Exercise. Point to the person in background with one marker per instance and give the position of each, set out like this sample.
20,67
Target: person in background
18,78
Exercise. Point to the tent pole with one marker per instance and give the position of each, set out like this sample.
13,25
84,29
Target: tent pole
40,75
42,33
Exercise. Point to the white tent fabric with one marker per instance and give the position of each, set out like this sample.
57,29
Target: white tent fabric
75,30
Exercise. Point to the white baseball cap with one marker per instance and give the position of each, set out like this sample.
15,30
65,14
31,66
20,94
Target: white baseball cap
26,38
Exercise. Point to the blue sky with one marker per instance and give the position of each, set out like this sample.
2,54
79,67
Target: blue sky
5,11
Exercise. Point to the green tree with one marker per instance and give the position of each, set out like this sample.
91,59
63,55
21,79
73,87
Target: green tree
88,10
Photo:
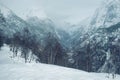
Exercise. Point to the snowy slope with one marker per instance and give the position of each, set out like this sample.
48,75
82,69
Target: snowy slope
107,14
11,70
8,57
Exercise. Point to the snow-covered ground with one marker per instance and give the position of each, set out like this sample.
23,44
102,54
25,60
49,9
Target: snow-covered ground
11,70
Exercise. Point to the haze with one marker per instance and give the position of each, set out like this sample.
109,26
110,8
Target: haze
70,11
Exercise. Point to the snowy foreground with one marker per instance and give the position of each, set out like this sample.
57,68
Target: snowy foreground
11,70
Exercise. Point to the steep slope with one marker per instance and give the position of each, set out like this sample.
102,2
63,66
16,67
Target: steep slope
100,41
35,35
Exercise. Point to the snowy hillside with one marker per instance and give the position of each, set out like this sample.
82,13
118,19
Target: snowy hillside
14,70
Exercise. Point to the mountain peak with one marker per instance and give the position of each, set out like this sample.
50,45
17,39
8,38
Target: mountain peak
34,12
107,14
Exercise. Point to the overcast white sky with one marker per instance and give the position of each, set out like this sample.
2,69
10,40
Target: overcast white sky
72,11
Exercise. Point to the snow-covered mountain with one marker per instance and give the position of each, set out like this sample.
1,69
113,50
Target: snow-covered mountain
92,45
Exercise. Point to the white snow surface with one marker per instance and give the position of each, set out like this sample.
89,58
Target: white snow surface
10,70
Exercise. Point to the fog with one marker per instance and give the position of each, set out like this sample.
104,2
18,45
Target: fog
70,11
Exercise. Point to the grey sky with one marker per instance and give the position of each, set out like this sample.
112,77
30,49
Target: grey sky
72,11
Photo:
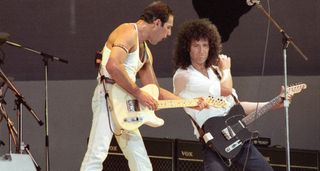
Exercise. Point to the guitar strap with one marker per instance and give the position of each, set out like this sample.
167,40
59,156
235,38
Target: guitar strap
200,130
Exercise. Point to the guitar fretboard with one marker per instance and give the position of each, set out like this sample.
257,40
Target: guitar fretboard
253,116
163,104
215,102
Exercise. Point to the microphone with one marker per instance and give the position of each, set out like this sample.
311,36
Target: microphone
3,37
252,2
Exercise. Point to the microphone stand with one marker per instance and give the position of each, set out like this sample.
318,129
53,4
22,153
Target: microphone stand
286,40
45,59
20,146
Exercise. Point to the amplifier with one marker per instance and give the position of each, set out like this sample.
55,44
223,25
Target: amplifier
160,152
189,155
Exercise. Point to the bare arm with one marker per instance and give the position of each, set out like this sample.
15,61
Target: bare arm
250,107
226,82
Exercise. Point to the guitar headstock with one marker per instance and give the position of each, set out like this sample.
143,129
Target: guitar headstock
216,102
297,88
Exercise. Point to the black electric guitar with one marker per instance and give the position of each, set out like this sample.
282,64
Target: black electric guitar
227,134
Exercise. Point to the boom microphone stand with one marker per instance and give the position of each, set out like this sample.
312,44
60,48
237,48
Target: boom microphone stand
20,146
45,59
286,40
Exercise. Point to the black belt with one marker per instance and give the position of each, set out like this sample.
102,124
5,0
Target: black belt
107,80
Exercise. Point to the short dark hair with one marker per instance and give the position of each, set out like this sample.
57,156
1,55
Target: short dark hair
156,10
196,30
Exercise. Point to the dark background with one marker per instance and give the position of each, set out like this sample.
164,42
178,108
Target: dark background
75,30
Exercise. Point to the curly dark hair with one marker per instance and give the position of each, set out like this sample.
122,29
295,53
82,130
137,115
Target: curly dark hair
156,10
196,30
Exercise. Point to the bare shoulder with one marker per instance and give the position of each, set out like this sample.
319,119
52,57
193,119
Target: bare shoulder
124,34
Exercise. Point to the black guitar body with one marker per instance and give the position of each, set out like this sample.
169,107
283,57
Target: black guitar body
239,134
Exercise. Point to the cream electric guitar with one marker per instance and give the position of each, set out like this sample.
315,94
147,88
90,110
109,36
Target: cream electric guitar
128,114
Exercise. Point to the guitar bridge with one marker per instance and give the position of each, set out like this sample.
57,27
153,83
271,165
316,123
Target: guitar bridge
133,105
133,119
228,133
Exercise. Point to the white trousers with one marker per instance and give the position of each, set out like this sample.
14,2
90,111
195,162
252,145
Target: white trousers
131,143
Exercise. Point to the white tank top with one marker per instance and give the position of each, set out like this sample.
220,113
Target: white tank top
132,63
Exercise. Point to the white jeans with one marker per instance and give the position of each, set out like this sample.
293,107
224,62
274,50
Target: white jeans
131,143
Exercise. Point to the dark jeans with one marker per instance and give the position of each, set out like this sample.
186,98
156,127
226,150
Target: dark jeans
249,159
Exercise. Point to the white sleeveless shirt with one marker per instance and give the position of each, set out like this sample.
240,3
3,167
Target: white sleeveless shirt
132,64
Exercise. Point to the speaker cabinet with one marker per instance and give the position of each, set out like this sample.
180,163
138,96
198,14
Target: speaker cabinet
160,152
186,155
16,162
189,156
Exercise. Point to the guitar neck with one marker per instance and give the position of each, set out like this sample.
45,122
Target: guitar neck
165,104
253,116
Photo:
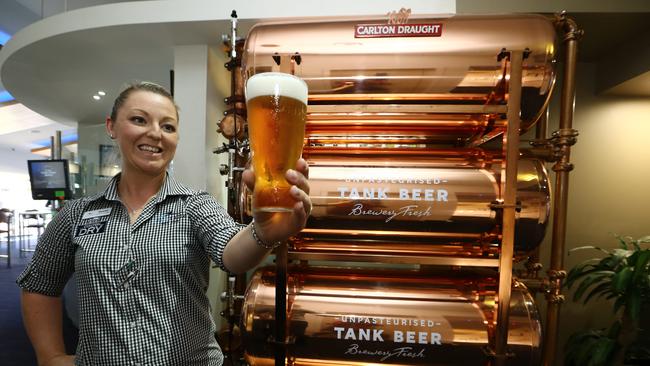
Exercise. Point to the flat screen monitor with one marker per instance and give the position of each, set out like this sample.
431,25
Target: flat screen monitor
50,179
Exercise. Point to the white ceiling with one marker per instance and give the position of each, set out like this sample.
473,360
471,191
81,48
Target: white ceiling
56,65
23,129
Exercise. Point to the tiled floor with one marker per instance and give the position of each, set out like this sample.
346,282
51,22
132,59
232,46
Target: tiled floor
15,348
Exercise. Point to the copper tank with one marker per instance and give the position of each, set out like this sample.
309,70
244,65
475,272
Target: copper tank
352,317
420,203
461,65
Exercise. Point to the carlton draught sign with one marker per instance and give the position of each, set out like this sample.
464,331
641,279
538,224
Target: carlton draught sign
397,30
397,27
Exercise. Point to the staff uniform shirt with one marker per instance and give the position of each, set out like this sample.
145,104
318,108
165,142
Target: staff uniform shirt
142,286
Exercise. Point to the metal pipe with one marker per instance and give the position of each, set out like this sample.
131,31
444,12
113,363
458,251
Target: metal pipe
280,305
563,139
542,126
56,148
511,147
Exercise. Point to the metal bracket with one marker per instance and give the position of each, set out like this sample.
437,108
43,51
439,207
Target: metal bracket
499,205
506,54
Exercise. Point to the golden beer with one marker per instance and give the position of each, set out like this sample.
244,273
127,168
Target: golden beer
276,105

· · · · · · ·

Description of the task: Please transcribe all of the entries exactly and omit any picture they hold.

Finished exercise:
Exercise. Point to the person in background with one marker per instance and give the position of each, set out like this sample.
20,67
Target: person in background
18,78
Exercise. Point to the tent pole with one marker per instance and give the position of each, set out like this sample.
13,25
84,29
Target: tent pole
40,75
42,33
Exercise. Point to the white tent fabric with one marker per instance and give the position of each, set out like this sample.
57,29
Target: white tent fabric
75,30
Exercise. Point to the white baseball cap with one marker per instance and give the position of each, set out like this sample.
15,30
65,14
31,66
20,94
Target: white baseball cap
26,38
Exercise. Point to the blue sky with one marker per instance and give the position of each, set out like this sample.
2,54
79,67
Target: blue sky
5,11
Exercise. Point to the green tree with one marker per instance and give the position of each, set out like this sample.
91,59
63,55
21,79
73,87
Target: green tree
88,10
Photo:
Exercise. Point to the snowy slope with one marker per instance and give the position of each, set out like this sample.
48,75
82,69
Target: snowy slope
107,14
11,70
8,57
Exercise. Point to the snow-covered ground with one marker per instance and give the position of each, set out like this sample.
23,44
102,54
25,60
49,9
Target: snow-covered ground
11,70
Exercise. Point to the haze with one marker per instance and give the position of each, set out like this sample.
109,26
110,8
Target: haze
70,11
Exercise. Point to the snowy foreground with one marker per instance and give the position of each, set out like this sample.
57,68
Target: snowy foreground
11,70
Exercise. Point to the steep slope with one marker per instance and give the position of each, set out like this sample.
102,2
63,66
16,67
Target: steep slope
100,41
35,35
Exercise. Point to the snowy hillside with one marker per instance and give the position of each, set out like this sample.
82,13
118,19
Target: snowy hillside
14,70
Exercise. Point to the mountain peak with one marker per instance and give the position of each, set out like this sample.
50,45
17,39
8,38
Target: mountain peak
34,12
107,14
Exercise. Point to the overcast white sky with one marker per instance and give the position of each, set out like this sample.
2,69
10,40
Target: overcast white sky
72,11
Exercise. Point to the snow-covered mountain with one marker per instance and give the position of each, set out like this sample.
1,69
113,50
Target: snow-covered mountain
92,45
Exercise. Point to the white snow surface with one marker per instance and give the position of each, set out like this sample.
89,58
Target: white snow surface
10,70
Exercise. Point to the fog with one marker per instance and give the position of each, set out like this sample.
104,2
18,45
Target: fog
70,11
Exercise. Point to the grey sky with one marker per instance and give the position of each, set out like this sample.
112,77
30,49
Target: grey sky
72,11
Photo:
Exercise. Point to the guitar strap with one marker per instance and give the position of each, set out like this sample.
167,40
59,156
235,38
Target: guitar strap
200,130
Exercise. Point to the guitar fretboard with one marker per instance and give the position of each, set out like this sample.
257,40
Target: guitar fretboard
253,116
163,104
215,102
Exercise. Point to the microphone with one marker per instance and give the position of each, set out like this sample.
311,36
Target: microphone
3,37
252,2
Exercise. Point to the microphone stand with one marker per instance and give the position of each, set out like this sample.
318,129
53,4
22,153
Target: microphone stand
286,40
45,59
20,146
Exercise. Point to the amplifier with one marker per instance and give the position of each, set out like this sample.
55,44
223,25
Target: amplifier
160,152
189,155
Exercise. Point to the bare arm with one marker per instance and give the position of each, set out like this sample.
15,61
Target: bare arm
250,107
226,82
Exercise. Point to the guitar headstock with one marker per instance and give the position of each, set out like this sample.
143,129
Target: guitar headstock
216,102
297,88
Exercise. Point to the black electric guitar with one marker per instance and give the position of each, set out like this sample.
282,64
Target: black electric guitar
227,134
Exercise. Point to the boom microphone stand with one marker per instance and give the position of each, set out like this sample.
312,44
60,48
237,48
Target: boom microphone stand
20,146
45,59
286,40
Exercise. Point to the black belt with one marker per instance and give the position of each, set out like this sample.
102,124
5,0
Target: black belt
107,80
Exercise. Point to the short dark hair with one marker per instance and give the position of each, set out like this sample.
57,156
1,55
Target: short dark hair
156,10
196,30
Exercise. Point to the dark background with one marker per instance and give the position of each, set out like this sample.
164,42
178,108
Target: dark background
75,30
Exercise. Point to the curly dark hair with one marker per instance and give the position of each, set out like this sample.
122,29
295,53
82,130
137,115
Target: curly dark hair
156,10
196,30
Exercise. Point to the bare shoulder with one marker per instance and give the position of each, set out like this sample.
319,119
52,57
193,119
Target: bare shoulder
124,34
Exercise. Point to the black guitar body with one marker per instance and give the position of each, set out like this sample.
169,107
283,57
Target: black guitar body
239,134
Exercise. Point to the cream electric guitar with one marker per instance and give the position of each, set out like this sample.
315,94
147,88
90,110
109,36
Target: cream electric guitar
128,114
Exercise. Point to the guitar bridge with one marker per instance and give the position of each, set out like this sample.
57,27
153,83
271,165
316,123
Target: guitar bridge
133,105
133,119
228,133
Exercise. Point to the white trousers with one marker per instance and give the position of each, set out like this sample.
14,2
90,111
195,162
252,145
Target: white trousers
131,143
Exercise. Point to the white tank top with one marker per instance and give the position of each, set out like this sample.
220,113
Target: white tank top
132,63
Exercise. Point to the white jeans with one marker per instance and give the position of each, set out like this sample.
293,107
224,62
274,50
Target: white jeans
131,143
Exercise. Point to the dark jeans with one marker per instance and give the position of each, set out like this sample.
186,98
156,127
226,150
Target: dark jeans
249,159
Exercise. Point to the white sleeveless shirt with one marker per instance and give the position of each, set out like this sample.
240,3
3,167
Target: white sleeveless shirt
132,64
Exercise. Point to the speaker cabinet with one marker per instance and give the position of each, set out like this sample.
180,163
138,96
198,14
Target: speaker cabinet
160,152
186,155
16,162
189,156
Exercise. Point to the guitar neck with one marker per instance and give the position of each, set out like this sample.
45,122
Target: guitar neck
165,104
253,116
Photo:
Exercise. Point to the flat screen monitor with one marker per instance and give the position of each, set out like this sample.
431,25
Target: flat screen monitor
50,179
Exercise. Point to the white ceiling with one marker per instance and give the position of each, set out like this sample.
473,360
471,191
81,48
Target: white ceiling
56,65
23,129
Exercise. Point to the tiled floor with one marker per instance and give the position of each, set out like this sample.
346,282
51,22
132,59
232,46
Target: tiled floor
15,348
Exercise. Point to the copper tank with one marker per instance and give the position of each, set out like this sample.
309,70
244,65
475,272
Target: copper tank
352,317
420,203
461,65
Exercise. Point to the carlton draught sign with one marker per instance and give the position of each, set out like this sample.
464,331
641,279
538,224
Target: carlton draught sign
397,30
397,27
Exercise. Point to the staff uniform shirt with one marker per instance and give the position of each, set out like this sample.
145,104
318,108
165,142
Target: staff uniform shirt
142,286
Exercise. Point to the metal pipe with one marker per instance and give the position of each, set out like this sample.
131,31
444,12
113,363
458,251
Target: metal pipe
280,305
563,139
542,126
56,148
511,147
Exercise. Point to the metal bracket with one marker per instance and give the position of each, set out like this sample.
437,108
43,51
439,207
Target: metal bracket
499,205
506,54
Exercise. Point to the golden beer with one marker per instance and give the position of each, set out like this sample.
244,273
127,168
Target: golden beer
276,105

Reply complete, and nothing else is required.